_Exercise_
Please put the lines of every entry into a JSON list of strings, one string per line, leaving out blank lines.

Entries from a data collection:
* * *
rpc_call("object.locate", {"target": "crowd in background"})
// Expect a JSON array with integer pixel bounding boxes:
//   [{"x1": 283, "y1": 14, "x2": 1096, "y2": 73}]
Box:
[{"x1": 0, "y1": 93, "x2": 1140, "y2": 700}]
* * *
_Result for this exercise_
[
  "rpc_call(\"object.locate\", {\"target\": \"crowd in background\"})",
  "// Expect a JSON array with integer pixel bounding boxes:",
  "//   [{\"x1\": 283, \"y1\": 14, \"x2\": 1096, \"y2\": 73}]",
  "Box:",
  "[{\"x1\": 0, \"y1\": 93, \"x2\": 1140, \"y2\": 700}]"
]